▶ [WRITTEN TASK] The listing below is to be output in its exact form.

▶ [DATA EXCERPTS]
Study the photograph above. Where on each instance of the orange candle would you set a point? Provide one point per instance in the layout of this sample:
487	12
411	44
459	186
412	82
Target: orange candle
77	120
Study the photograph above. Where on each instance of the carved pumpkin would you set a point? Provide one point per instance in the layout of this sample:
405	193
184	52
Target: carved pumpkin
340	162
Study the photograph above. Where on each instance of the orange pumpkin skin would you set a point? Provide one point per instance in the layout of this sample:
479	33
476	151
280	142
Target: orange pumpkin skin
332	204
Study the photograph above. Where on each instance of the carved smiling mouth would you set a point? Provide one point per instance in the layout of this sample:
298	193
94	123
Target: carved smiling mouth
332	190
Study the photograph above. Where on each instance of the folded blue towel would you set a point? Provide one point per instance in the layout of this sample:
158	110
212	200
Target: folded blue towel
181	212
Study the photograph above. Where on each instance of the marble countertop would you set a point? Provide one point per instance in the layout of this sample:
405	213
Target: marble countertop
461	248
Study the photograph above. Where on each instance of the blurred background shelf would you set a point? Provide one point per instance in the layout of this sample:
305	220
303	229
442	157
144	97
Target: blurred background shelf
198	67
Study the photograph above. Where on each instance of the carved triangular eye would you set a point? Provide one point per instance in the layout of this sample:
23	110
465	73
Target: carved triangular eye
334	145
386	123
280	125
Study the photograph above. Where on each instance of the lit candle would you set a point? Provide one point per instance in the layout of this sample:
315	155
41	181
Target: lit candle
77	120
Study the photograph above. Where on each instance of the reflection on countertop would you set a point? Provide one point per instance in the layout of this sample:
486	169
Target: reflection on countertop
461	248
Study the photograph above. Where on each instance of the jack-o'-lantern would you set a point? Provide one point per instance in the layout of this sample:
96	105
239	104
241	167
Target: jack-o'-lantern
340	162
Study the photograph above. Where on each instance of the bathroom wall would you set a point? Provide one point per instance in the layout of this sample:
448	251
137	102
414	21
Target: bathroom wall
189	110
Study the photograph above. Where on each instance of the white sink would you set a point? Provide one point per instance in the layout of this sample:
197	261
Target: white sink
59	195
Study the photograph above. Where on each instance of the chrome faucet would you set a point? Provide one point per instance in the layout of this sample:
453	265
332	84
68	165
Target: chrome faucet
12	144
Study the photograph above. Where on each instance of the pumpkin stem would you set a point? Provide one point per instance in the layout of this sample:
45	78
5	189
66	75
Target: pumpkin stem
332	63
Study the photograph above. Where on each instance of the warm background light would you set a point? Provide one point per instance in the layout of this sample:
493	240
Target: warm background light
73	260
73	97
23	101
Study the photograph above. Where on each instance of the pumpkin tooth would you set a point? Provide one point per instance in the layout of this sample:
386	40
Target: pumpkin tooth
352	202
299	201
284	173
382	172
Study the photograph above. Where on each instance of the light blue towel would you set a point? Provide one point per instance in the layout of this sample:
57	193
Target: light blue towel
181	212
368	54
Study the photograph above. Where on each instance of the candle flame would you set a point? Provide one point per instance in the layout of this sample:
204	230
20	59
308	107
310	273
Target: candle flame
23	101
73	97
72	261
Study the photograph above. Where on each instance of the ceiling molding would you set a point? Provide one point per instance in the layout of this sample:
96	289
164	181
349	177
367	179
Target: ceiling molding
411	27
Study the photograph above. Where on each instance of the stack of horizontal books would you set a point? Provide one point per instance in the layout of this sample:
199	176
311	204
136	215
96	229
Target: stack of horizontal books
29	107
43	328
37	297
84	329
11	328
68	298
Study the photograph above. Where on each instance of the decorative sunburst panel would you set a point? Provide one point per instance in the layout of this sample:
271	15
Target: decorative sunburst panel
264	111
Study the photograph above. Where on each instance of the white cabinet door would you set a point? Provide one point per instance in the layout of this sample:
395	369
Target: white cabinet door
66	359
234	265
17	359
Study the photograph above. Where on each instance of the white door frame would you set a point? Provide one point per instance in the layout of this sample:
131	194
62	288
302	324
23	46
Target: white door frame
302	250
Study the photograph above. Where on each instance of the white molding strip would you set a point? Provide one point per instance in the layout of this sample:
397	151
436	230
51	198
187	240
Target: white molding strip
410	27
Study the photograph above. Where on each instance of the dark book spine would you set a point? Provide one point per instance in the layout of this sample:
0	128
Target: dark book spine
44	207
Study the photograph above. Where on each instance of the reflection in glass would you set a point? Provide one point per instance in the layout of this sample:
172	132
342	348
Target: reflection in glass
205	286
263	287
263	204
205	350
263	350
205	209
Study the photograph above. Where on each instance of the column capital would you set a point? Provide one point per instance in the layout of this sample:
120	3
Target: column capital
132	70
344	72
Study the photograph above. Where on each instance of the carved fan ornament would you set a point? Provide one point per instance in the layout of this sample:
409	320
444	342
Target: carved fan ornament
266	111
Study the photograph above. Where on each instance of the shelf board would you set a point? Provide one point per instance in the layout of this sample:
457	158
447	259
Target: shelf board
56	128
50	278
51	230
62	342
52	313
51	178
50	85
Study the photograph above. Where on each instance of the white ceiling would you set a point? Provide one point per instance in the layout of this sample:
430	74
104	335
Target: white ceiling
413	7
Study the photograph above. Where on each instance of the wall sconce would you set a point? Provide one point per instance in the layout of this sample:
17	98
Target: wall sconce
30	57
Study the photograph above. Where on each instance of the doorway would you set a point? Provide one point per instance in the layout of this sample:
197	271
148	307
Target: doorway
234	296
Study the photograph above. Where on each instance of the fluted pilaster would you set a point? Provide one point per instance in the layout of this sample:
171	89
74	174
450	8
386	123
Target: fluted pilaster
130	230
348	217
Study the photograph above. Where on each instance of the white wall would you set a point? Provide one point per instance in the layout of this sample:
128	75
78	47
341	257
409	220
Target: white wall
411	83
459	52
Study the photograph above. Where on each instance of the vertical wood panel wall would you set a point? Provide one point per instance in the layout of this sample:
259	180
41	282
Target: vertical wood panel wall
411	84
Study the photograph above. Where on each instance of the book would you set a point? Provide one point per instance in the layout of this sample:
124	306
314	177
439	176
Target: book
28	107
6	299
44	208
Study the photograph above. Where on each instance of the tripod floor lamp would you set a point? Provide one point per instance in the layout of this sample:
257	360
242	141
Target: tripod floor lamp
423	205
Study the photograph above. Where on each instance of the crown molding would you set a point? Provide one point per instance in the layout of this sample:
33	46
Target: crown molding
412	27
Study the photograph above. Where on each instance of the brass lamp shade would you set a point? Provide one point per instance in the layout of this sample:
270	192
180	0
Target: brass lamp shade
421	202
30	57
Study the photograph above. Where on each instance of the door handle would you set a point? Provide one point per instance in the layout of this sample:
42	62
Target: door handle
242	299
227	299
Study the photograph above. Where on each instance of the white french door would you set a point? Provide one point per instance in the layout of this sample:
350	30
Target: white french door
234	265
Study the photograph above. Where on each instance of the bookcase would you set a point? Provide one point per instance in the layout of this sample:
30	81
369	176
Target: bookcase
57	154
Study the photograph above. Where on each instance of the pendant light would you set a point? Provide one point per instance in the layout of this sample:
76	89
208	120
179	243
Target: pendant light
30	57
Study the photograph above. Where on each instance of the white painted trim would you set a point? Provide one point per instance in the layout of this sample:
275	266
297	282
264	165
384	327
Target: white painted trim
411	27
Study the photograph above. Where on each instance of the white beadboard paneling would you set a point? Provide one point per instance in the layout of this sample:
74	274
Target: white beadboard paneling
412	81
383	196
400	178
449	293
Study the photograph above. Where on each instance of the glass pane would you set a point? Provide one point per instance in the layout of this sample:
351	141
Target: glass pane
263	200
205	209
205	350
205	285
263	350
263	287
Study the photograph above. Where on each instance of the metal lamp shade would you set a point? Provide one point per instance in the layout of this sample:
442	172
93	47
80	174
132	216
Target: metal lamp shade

▶ [EXERCISE SOLUTION]
Study the photograph above. Where on each instance of the orange candle would you set a point? Provide one point per instance in the layout of this sample:
487	12
411	44
459	186
412	82
Target: orange candle
77	120
Study the photograph above. Where on each instance of the carved pumpkin would you set a point? Provide one point per instance in the layout of this sample:
405	193
184	52
Target: carved pumpkin
340	162
Study the photograph above. Where on each instance of the orange pumpkin skin would you set a point? Provide one point per instance in the layout of this sample:
479	33
476	151
280	142
Target: orange pumpkin skin
332	204
Study the photograph above. Where on each instance of the carved smiling mouth would you set a point? Provide one point per instance in the layout of this sample:
298	193
94	123
Target: carved smiling mouth
332	190
Study the photograph above. Where on each instance of the folded blue towel would you set a point? Provide one point per instance in the layout of this sample:
158	110
212	200
Target: folded blue towel
181	212
Study the photograph above. Where on each instance of the marble countertop would you set a point? Provide one point per instance in the layout of this sample:
405	213
Target: marble countertop
461	248
Study the photograph above. Where on each instance of the blurred background shelf would you set a point? Provide one point per instance in the layout of this sample:
305	220
303	229
442	157
144	97
Target: blurred background shelf
198	67
Study the photograph above. Where on each instance of the carved triangular eye would you set a point? Provide one point per instance in the layout of this sample:
23	110
465	73
Target: carved triangular eye
334	145
386	123
280	125
Study the photograph above. Where on each instance of the lit candle would you set a point? Provide one point per instance in the layout of this sample:
315	155
41	181
Target: lit candle
77	120
Study the photograph above. Where on each instance of the reflection on countertop would you set a point? Provide one point per instance in the layout of this sample:
486	169
Target: reflection on countertop
461	248
Study the photograph above. Where on each instance of the jack-o'-lantern would you set a point? Provide one point per instance in the layout of this sample:
96	105
239	104
241	167
Target: jack-o'-lantern
340	162
Study the photograph above. Where on each instance of the bathroom wall would you set a point? Provide one point per instance in the layout of this sample:
448	251
137	102
414	21
Target: bathroom wall
189	110
Study the photograph above. Where on each instance of the white sink would you set a point? Provide one point per instance in the layout of this sample:
197	261
Target: white sink
59	195
Study the photograph above. Where on each instance of the chrome faucet would you set a point? Provide one point per instance in the layout of this sample:
453	265
332	84
68	165
Target: chrome faucet
12	144
Study the photograph above. Where on each instance of the pumpkin stem would you set a point? Provide one point per instance in the layout of this sample:
45	78
5	189
66	75
Target: pumpkin stem
332	63
Study the photograph above. Where on each instance of the warm background light would you set a point? Provide one point per instance in the layout of this sample:
493	240
Target: warm background light
73	260
73	97
23	101
Study the photograph above. Where on each instance of the pumpkin tooth would you set a point? Provide one point per instance in the layout of this sample:
386	40
Target: pumpkin tooth
352	202
299	201
284	173
382	172
Study the photograph above. Where on each instance of the light blue towel would you set a point? Provide one point per instance in the layout of this sample:
57	193
Target: light blue towel
181	212
368	54
Study the photograph above. Where on each instance of the candle flame would you set a point? Provide one point per instance in the layout of this sample:
204	230
20	59
308	107
310	273
Target: candle flame
23	101
73	97
72	261
Study the photograph above. Where on each instance of the ceiling molding would you set a point? Provide one point per instance in the layout of this sample:
96	289
164	181
349	177
367	179
Target: ceiling molding
411	27
Study the photograph above. Where on each instance of the stack of horizontal books would you set a point? Provide one point per instance in the layout of this sample:
199	176
311	204
136	215
96	229
Target: stack of horizontal books
29	107
43	328
37	297
84	329
11	328
68	298
Study the photograph above. Where on each instance of the decorative sunburst panel would you set a point? Provide one point per instance in the layout of this sample:
271	15
Target: decorative sunburst panel
264	111
Study the photograph above. Where on each instance of the white cabinet door would you set a point? Provide one point per instance in the layout of this sample:
395	369
Target: white cabinet door
66	359
234	265
17	359
Study the photograph above. Where on each instance of the white door frame would you set a point? Provide one point per instance in the layout of this sample:
131	194
62	288
302	324
23	46
Target: white door frame
302	250
Study the photograph above. Where on each instance of the white molding strip would you set a point? Provide one point per instance in the layout of this sample:
397	151
436	230
51	198
187	240
Target: white molding strip
410	27
Study the photograph above. Where on each instance of the dark book spine would you set a point? Provide one point per instance in the layout of this sample:
0	128
Target: dark book spine
44	207
Study the photograph above. Where on each instance of the reflection in glass would you set a point? Provide one point per instance in the layout of this sample:
172	132
342	348
Target: reflection in glass
205	286
263	287
263	204
205	350
263	350
205	209
Study the photograph above. Where on each instance of the column capital would you set a point? Provide one point per instance in the layout of this sample:
120	3
Target: column capital
132	70
344	72
Study the photograph above. Where on each instance of the carved fan ornament would you set a point? Provide one point per instance in the layout of this sample:
409	320
444	342
Target: carved fan ornament
266	111
Study the photograph above. Where on each instance of the shelf board would you set a point? Provide one point per instance in the layout of this sample:
457	158
447	259
Target: shelf board
56	128
50	278
51	230
62	342
52	313
51	178
50	85
Study the photograph above. Where on each instance of the white ceiling would you set a point? Provide one point per instance in the layout of this sample:
430	74
104	335
Target: white ceiling
413	7
Study the photograph above. Where on each instance of the wall sconce would you set a point? Provide one point per instance in the layout of this sample:
17	98
Target: wall sconce
30	57
Study the photograph above. Where on each instance of the doorway would you set a point? Provide one point per instance in the layout of this sample:
197	271
148	307
Target: doorway
234	296
Study the photograph above. Where on each instance of the fluted pilaster would you set a point? Provide one point per instance in the layout of this sample:
171	89
74	174
450	8
386	123
Target: fluted pilaster
130	230
348	217
Study the photograph above. Where on each instance of the white wall would you set a point? Provide one point per instance in the layout of this sample:
128	75
78	47
341	257
409	220
Target: white wall
411	83
459	52
Study the photograph above. Where on each instance of the vertical wood panel wall would you set a point? Provide one point per instance in the layout of this sample:
259	180
41	282
Target: vertical wood panel wall
411	84
Study the photograph above. Where on each instance of the book would you set a point? Provide one point per instance in the layout of this sample:
124	306
314	177
439	176
Target: book
28	107
6	299
44	208
Study the photograph above. Where on each instance of the tripod floor lamp would you set a point? Provide one point per instance in the layout of this sample:
257	360
242	141
Target: tripod floor lamp
423	205
Study the photograph above. Where on each instance of the crown molding would you set a point? Provide one point per instance in the layout of this sample:
33	46
Target: crown molding
412	27
Study the photograph above. Where on each instance of the brass lamp shade would you set a point? Provide one point per instance in the layout of this sample:
270	192
180	0
Target: brass lamp shade
421	202
30	57
Study the photograph above. Where on each instance of the door handle would you set a point? Provide one point per instance in the layout of this sample:
42	62
Target: door handle
242	299
227	299
Study the photograph above. Where on each instance of the white french door would you set a point? Provide one point per instance in the layout of this sample:
350	30
Target: white french door
234	265
Study the photograph above. Where on each instance of the bookcase would you set a point? Provide one point per instance in the layout of this sample:
30	81
369	176
Target: bookcase
57	154
Study the photograph above. Where on each instance of the pendant light would you set a point? Provide one point per instance in the layout of this sample:
76	89
208	120
179	243
Target: pendant light
30	57
Study the photograph above. Where on each instance of the white painted trim would you set a point? Provide one point per instance in the layout of this sample:
275	266
297	282
264	165
384	327
Target: white painted trim
411	27
Study the photograph above. Where on each instance of the white beadboard paneling would you set a point? Provide one point per instance in the layout of this sample:
74	274
Target: white beadboard paneling
412	81
383	196
400	178
449	293
Study the photograph above. Where on each instance of the glass pane would you set a point? Provide one point per instance in the layout of this sample:
351	141
Target: glass pane
263	200
205	209
205	350
205	285
263	350
263	287
Study the photograph above. Where on each instance of the metal lamp shade would you set a point? Provide one point per instance in the layout of this sample:
442	172
93	47
80	174
132	216
Target: metal lamp shade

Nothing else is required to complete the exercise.